● WORK TO BE COMPLETED:
Reproduce the listing below with "every instance receives a separate outline" substituted for each occurrence of "each instance gets its own outline", changing nothing else. Omit the pictures from your output.
* * *
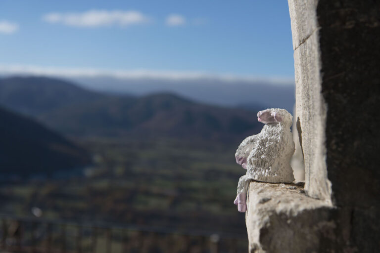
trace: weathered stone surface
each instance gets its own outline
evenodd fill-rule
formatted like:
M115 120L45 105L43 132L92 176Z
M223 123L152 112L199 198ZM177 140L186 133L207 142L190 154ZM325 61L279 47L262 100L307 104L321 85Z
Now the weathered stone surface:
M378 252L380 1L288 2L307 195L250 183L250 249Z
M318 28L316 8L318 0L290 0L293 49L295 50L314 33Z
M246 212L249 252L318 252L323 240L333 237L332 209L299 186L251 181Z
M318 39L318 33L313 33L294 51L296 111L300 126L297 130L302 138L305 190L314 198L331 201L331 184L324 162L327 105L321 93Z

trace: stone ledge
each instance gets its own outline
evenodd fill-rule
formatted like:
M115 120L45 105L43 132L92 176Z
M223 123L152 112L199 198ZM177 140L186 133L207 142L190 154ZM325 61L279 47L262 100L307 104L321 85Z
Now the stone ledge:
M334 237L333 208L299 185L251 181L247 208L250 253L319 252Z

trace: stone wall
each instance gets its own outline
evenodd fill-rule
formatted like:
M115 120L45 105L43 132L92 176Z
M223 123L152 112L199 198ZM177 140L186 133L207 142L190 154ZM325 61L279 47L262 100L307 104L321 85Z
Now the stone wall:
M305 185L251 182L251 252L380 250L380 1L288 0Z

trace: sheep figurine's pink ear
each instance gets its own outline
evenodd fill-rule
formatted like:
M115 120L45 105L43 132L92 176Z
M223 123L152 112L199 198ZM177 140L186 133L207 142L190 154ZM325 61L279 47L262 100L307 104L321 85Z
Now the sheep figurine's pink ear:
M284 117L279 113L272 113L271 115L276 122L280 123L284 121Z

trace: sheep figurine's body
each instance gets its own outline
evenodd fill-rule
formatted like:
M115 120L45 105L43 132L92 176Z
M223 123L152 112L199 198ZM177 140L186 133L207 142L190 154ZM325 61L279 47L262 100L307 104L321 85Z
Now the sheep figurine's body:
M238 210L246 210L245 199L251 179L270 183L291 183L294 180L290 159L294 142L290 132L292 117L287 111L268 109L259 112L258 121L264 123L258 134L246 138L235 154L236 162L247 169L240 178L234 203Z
* * *
● ANSWER TO THIS PROBLEM:
trace: weathered stone surface
every instance receives a separate outline
evenodd fill-rule
formatted like:
M115 120L45 105L43 132L92 176Z
M223 123L152 112L199 198ZM177 140L186 133L207 142L190 154ZM325 61L279 47L262 100L307 104L321 85Z
Now the weathered stone surface:
M378 252L380 1L288 2L307 195L250 183L250 249Z
M318 28L316 8L318 0L290 0L293 49L295 50L314 33Z
M246 212L249 252L318 252L323 240L333 237L332 209L299 186L251 181Z
M318 39L318 33L313 33L294 51L296 111L300 126L297 130L302 138L305 190L314 198L331 201L331 184L324 162L327 105L321 93Z

trace: stone ledge
every instance receives a separate outline
evenodd fill-rule
formatted like:
M115 120L45 105L43 132L92 176Z
M223 123L152 112L199 198ZM177 140L186 133L207 142L190 154ZM325 61L279 47L262 100L307 104L321 85Z
Now the stone ledge:
M334 237L333 208L299 185L251 181L247 208L250 253L319 252Z

trace: stone wall
every instance receives a separate outline
evenodd fill-rule
formatted like:
M115 120L45 105L43 132L92 176Z
M223 123L152 112L199 198ZM177 140L186 133L207 142L190 154ZM325 61L279 47L262 100L307 104L321 85Z
Now the stone wall:
M305 185L251 182L251 252L380 250L380 1L288 0Z

trace: sheep figurine's pink ear
every instance receives a separate outline
evenodd fill-rule
formatted like:
M115 120L45 105L43 132L92 176Z
M223 123L152 112L199 198ZM177 140L186 133L207 142L190 154ZM325 61L279 47L262 100L307 104L321 85Z
Now the sheep figurine's pink ear:
M284 117L279 113L272 113L271 115L276 122L280 123L284 121Z

trace: sheep figurine's body
every instance receives a separate outline
evenodd fill-rule
formatted like:
M115 120L45 105L43 132L92 176Z
M223 123L152 112L199 198ZM177 140L186 133L207 142L190 154ZM325 61L279 47L262 100L307 104L321 85Z
Now the sheep figurine's body:
M238 210L246 210L245 199L251 179L270 183L291 183L294 180L290 159L294 142L290 132L292 117L287 111L268 109L259 112L258 121L264 123L258 134L246 138L235 154L236 162L247 169L240 178L234 203Z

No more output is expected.